- Excerpted text
━━━━━━
The environmental review conducted for that amendment began in 2013 and ended with the Board's November 9, 2015 approval of the project, which included adopting the amendment as set forth in ordinance No. G-8605 (Ordinance). (King & Gardiner, supra, 45 Cal.App.5th at pp. 834-835.) The Board also certified the 2015 EIR as complete and adopted (1) findings of fact to support its determinations relating to significant environmental impacts; (2) a statement of overriding considerations; and (3) a proposed mitigation measure monitoring program. (Id. at p. 835.)

Project Area, Subareas and Tiers

The project area contains 3,700 of Kern County's 8,202 square miles. It includes most of the San Joaquin Valley Floor located in Kern County. The SREIR divides the project area into three subareas (western, central and eastern) and used those subareas in its analysis of many of the project's environmental impacts. (See King & Gardiner, supra, 45 Cal.App.5th at pp. 832-833.)
━━━━━━
- Entries shown
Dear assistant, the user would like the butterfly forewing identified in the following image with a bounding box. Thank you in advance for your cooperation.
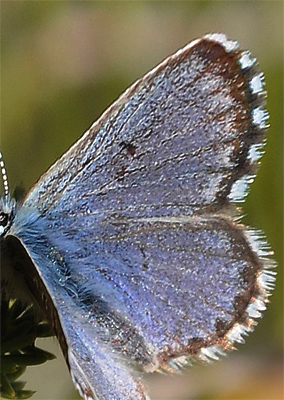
[6,35,272,400]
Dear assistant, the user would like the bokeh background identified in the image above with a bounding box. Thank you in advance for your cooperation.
[1,0,283,400]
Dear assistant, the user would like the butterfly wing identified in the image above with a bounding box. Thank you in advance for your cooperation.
[10,35,273,400]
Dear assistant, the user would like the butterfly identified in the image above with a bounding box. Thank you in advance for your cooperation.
[0,33,275,400]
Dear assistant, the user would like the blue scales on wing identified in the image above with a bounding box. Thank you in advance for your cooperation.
[11,35,274,400]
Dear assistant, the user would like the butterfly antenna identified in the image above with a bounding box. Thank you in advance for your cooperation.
[0,151,9,198]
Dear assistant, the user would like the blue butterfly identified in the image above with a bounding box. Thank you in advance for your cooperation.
[0,34,275,400]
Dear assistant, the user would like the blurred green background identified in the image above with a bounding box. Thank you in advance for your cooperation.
[1,0,283,400]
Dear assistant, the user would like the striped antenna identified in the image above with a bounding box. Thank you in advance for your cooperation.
[0,151,9,198]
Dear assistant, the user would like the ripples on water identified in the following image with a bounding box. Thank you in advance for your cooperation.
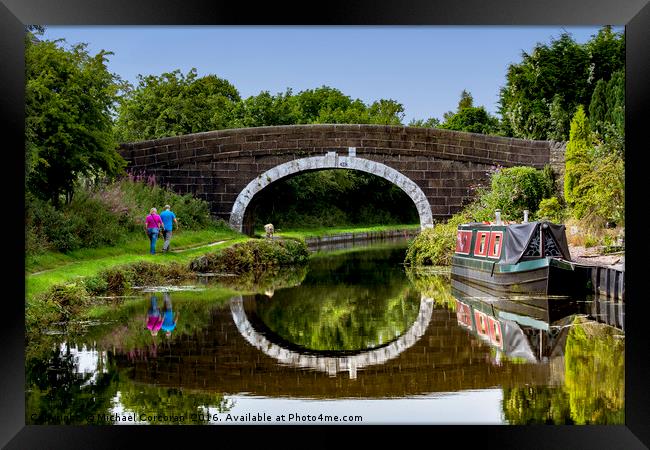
[26,241,624,424]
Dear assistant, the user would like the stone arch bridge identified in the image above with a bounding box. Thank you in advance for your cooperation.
[120,125,565,234]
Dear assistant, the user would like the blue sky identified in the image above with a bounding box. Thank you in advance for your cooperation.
[45,26,623,123]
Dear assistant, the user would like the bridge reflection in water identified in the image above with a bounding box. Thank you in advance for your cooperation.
[230,296,433,379]
[110,244,623,399]
[114,299,562,398]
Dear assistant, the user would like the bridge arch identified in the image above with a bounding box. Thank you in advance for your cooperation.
[230,152,433,232]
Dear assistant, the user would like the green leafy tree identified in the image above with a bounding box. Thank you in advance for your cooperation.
[564,106,592,206]
[589,70,625,149]
[466,166,554,221]
[229,89,299,128]
[115,68,241,142]
[458,89,474,111]
[440,106,499,134]
[408,117,440,128]
[438,89,500,134]
[25,30,126,204]
[499,27,625,140]
[585,25,625,84]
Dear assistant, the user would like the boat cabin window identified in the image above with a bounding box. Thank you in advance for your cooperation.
[474,231,490,256]
[488,231,503,258]
[456,230,472,255]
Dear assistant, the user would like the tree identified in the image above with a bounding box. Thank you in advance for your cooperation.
[499,33,591,140]
[586,25,625,85]
[229,89,299,128]
[408,117,440,128]
[499,26,625,141]
[458,89,474,111]
[25,30,126,204]
[564,106,592,205]
[115,68,241,142]
[440,106,499,134]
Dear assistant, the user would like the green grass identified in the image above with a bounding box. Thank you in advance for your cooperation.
[25,227,241,274]
[25,224,420,298]
[264,223,420,241]
[25,231,249,298]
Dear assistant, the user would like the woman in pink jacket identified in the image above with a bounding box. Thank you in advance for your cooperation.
[144,208,165,255]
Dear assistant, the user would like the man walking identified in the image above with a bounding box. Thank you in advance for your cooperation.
[144,208,163,255]
[160,205,178,253]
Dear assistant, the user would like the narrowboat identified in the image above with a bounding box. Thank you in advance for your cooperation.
[451,215,591,295]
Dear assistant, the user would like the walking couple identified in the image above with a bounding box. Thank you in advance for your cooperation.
[144,205,178,255]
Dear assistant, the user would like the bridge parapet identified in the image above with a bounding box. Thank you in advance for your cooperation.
[120,124,562,226]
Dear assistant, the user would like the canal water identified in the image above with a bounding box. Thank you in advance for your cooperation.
[26,240,625,425]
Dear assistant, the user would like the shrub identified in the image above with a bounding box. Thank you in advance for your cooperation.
[466,166,555,221]
[404,212,470,266]
[537,197,566,223]
[189,239,309,274]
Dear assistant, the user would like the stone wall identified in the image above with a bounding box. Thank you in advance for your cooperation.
[120,125,560,227]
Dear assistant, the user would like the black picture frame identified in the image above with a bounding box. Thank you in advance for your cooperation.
[0,0,650,450]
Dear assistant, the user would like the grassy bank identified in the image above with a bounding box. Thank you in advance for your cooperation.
[26,231,248,298]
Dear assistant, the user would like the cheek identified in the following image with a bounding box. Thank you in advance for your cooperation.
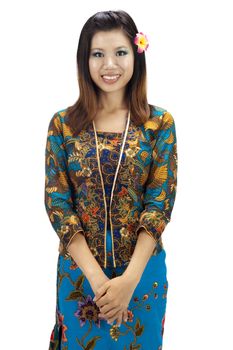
[89,61,99,75]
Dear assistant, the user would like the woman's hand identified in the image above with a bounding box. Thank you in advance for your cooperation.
[89,273,128,326]
[93,275,137,323]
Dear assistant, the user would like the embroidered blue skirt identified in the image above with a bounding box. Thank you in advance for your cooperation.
[49,229,168,350]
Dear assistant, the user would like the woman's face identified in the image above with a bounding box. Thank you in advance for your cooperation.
[89,29,134,92]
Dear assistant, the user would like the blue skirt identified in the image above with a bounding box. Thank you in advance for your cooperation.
[49,229,168,350]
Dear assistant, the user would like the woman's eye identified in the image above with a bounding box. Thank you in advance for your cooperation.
[93,50,127,57]
[117,50,127,56]
[93,52,101,57]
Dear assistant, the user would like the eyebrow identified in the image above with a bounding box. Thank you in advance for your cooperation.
[91,46,127,50]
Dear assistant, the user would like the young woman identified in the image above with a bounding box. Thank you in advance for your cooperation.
[45,11,177,350]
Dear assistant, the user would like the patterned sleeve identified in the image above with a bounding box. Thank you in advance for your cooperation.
[44,113,84,252]
[136,111,177,241]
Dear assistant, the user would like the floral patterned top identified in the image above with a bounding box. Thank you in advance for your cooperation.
[96,130,123,229]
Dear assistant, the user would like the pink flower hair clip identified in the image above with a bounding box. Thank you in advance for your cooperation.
[134,32,149,53]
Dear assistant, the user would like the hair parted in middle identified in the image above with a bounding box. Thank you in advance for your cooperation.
[65,10,152,137]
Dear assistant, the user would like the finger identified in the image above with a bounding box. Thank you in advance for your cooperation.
[93,281,109,302]
[108,311,122,323]
[100,307,121,319]
[93,293,109,308]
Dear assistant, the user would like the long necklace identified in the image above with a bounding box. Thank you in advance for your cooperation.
[92,110,130,267]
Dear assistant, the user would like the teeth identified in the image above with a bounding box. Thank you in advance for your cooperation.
[103,74,120,80]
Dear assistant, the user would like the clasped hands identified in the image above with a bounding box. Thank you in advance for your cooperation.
[93,274,137,326]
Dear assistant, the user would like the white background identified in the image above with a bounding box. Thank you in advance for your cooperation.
[0,0,233,350]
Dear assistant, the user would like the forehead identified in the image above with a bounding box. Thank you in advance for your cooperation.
[91,29,130,49]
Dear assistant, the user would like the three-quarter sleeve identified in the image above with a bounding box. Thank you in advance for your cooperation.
[44,113,84,252]
[136,111,177,241]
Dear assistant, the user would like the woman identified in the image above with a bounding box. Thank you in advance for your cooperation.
[45,11,177,350]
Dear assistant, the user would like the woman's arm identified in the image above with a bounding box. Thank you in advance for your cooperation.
[122,229,155,284]
[67,233,104,282]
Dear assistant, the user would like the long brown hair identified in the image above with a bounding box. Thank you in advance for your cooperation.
[65,10,152,136]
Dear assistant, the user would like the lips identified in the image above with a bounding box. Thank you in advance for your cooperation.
[101,74,121,84]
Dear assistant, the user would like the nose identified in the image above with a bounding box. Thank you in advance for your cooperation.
[104,55,117,68]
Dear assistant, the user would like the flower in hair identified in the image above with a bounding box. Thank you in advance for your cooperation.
[134,32,149,53]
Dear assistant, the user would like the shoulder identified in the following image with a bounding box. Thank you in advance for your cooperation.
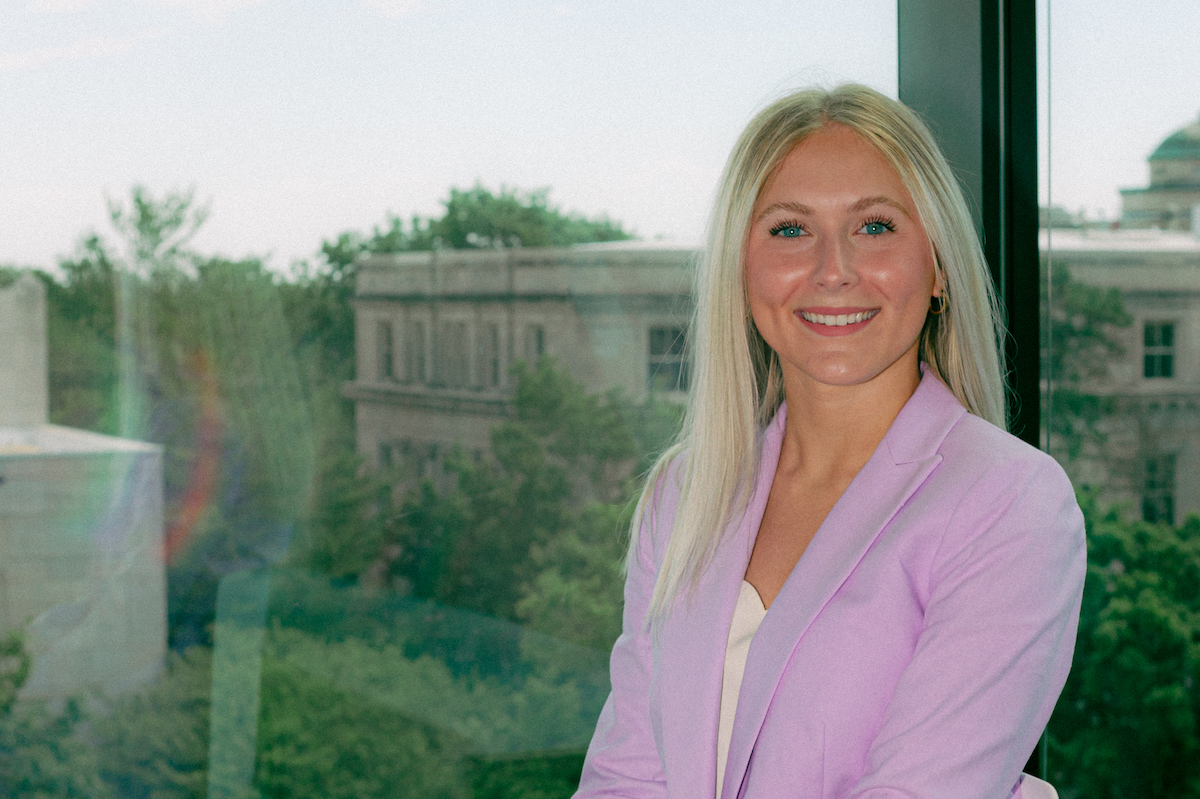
[632,447,689,564]
[937,413,1074,501]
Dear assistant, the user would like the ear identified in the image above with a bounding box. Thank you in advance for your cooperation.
[930,260,946,298]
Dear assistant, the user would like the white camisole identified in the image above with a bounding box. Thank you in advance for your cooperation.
[716,579,767,799]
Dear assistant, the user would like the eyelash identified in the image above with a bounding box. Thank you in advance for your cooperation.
[770,222,808,236]
[859,216,896,233]
[770,216,896,236]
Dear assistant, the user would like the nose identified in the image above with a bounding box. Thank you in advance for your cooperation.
[812,238,858,289]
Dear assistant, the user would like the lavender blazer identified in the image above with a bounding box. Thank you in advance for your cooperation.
[576,373,1085,799]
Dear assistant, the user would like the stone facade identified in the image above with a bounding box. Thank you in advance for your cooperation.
[1121,112,1200,230]
[346,242,695,476]
[0,276,167,696]
[1042,230,1200,522]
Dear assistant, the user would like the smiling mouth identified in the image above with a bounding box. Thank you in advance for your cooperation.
[800,308,880,328]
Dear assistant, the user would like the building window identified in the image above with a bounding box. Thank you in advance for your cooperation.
[524,325,546,365]
[1141,322,1175,378]
[434,322,470,389]
[647,328,691,391]
[404,322,430,384]
[1141,455,1175,524]
[376,322,396,380]
[475,324,500,389]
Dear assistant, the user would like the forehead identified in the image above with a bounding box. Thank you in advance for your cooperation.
[758,122,912,202]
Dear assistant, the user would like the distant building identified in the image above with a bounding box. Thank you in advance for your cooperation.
[0,275,167,696]
[344,242,695,476]
[1042,229,1200,523]
[1121,112,1200,230]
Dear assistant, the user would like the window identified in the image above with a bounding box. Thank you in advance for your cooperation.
[646,328,691,391]
[16,0,896,799]
[376,322,396,380]
[434,322,469,389]
[1141,322,1175,378]
[404,320,428,384]
[1141,455,1175,524]
[524,325,546,366]
[475,323,500,389]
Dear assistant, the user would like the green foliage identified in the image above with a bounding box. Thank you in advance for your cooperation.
[434,184,632,250]
[0,701,110,799]
[1050,497,1200,799]
[1044,264,1133,459]
[472,753,583,799]
[395,359,678,649]
[254,644,469,799]
[90,647,212,799]
[0,630,32,716]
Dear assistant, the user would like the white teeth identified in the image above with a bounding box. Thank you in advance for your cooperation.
[800,308,880,328]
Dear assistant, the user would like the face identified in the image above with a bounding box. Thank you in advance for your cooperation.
[745,125,942,395]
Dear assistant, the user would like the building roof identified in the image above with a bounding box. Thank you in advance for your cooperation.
[1038,228,1200,250]
[0,425,161,458]
[1150,112,1200,161]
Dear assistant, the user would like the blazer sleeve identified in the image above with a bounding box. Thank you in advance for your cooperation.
[575,476,674,799]
[845,449,1086,799]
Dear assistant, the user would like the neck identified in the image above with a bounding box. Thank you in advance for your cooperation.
[779,365,920,480]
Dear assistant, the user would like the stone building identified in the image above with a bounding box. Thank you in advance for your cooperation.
[1121,112,1200,230]
[344,242,695,476]
[0,275,167,696]
[1042,229,1200,523]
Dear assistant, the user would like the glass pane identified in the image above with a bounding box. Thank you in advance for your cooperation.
[1042,0,1200,797]
[0,0,896,799]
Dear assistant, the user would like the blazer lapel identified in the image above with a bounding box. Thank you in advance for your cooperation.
[720,372,966,797]
[655,409,786,797]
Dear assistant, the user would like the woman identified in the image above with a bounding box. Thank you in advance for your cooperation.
[577,85,1085,799]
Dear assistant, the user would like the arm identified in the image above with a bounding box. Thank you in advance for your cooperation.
[575,479,666,799]
[847,455,1086,799]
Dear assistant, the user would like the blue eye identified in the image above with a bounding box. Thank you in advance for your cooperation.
[770,222,805,239]
[858,220,896,236]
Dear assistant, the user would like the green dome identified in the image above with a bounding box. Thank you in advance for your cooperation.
[1150,114,1200,161]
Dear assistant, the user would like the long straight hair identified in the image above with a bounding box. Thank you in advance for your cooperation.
[629,84,1006,624]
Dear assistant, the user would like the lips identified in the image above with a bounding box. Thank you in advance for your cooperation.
[798,308,880,328]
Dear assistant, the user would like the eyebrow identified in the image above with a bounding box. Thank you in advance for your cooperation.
[755,194,912,222]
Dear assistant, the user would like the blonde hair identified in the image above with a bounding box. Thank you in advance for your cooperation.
[643,84,1006,623]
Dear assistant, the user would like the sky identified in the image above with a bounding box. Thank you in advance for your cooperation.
[0,0,1200,270]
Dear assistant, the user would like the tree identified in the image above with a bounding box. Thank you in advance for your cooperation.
[394,358,679,649]
[1044,264,1133,461]
[1050,495,1200,799]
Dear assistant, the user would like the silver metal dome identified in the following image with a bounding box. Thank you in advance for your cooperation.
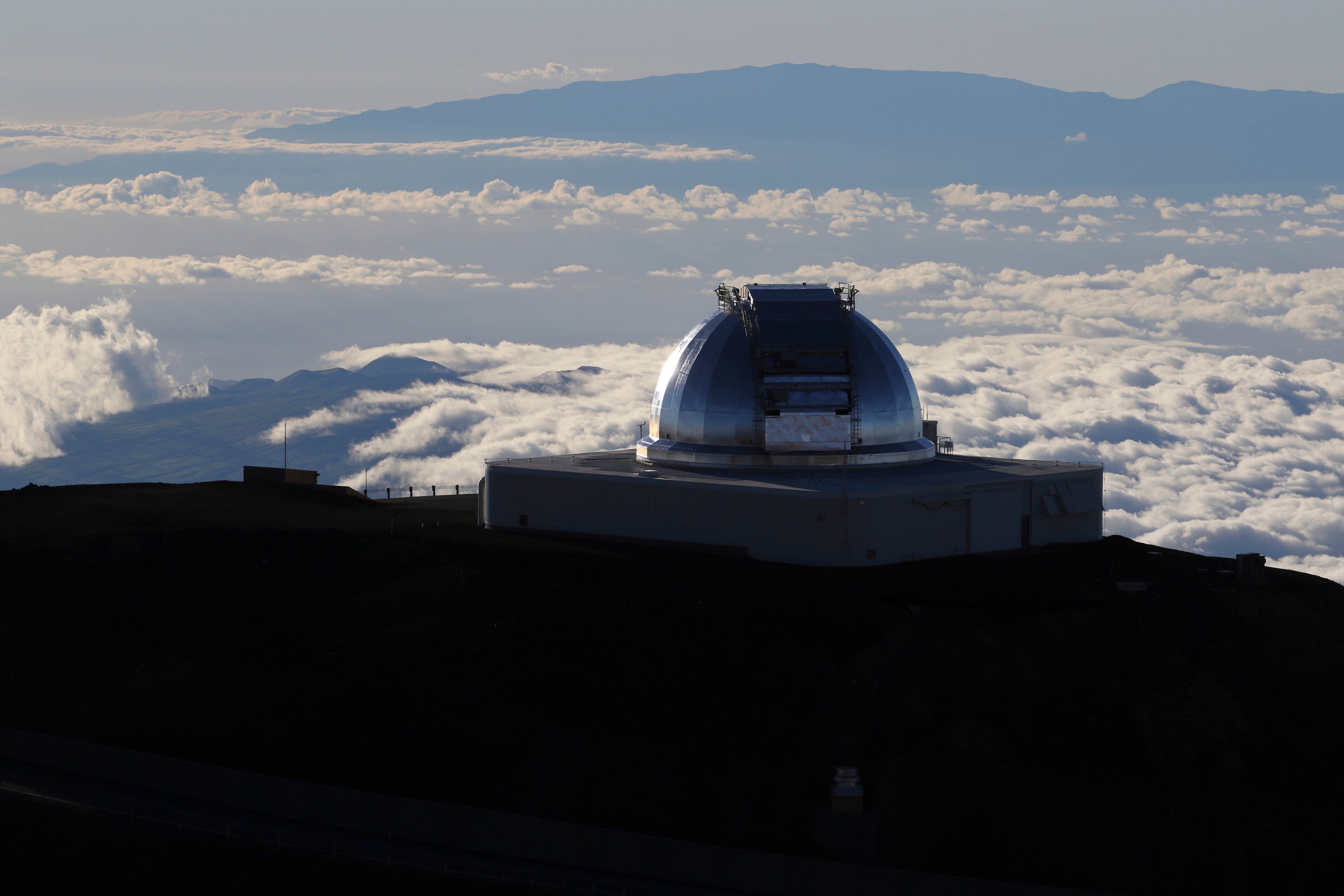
━━━━━━
- Required work
1 > Rewrite the paragraph of the excerpted text that begins "The project area contains" as a short bulleted list that keeps its main facts.
2 > According to the excerpted text, on what date did the Board approve the project?
3 > Continue the excerpted text from its last sentence.
The entries above are separate material from the excerpted text.

- Answers to the problems
1 >
- The project area covers 3,700 of Kern County's 8,202 square miles.
- It includes most of the San Joaquin Valley Floor in Kern County.
- The SREIR divides it into western, central and eastern subareas and uses them to analyze many of the project's environmental impacts.

2 > November 9, 2015.

3 >
In addition, a system of five tiers based on land use was adopted to classify the land within the project area and subareas. Tier 1 land is where oil and gas activities are the primary land use and the existing well and activity densities preclude almost all other uses. Tier 2 land has agriculture as the primary land use. Tier 3 land is zoned for light, medium or heavy industrial, natural resource, recreation forestry, floodplain, and a few other uses. Tier 4 land is zoned for residential and commercial use and oil and gas activities require a conditional use permit. Tier 5 land has specific plan boundaries either adopted with a special planning district or which include specific provisions for oil and gas operations.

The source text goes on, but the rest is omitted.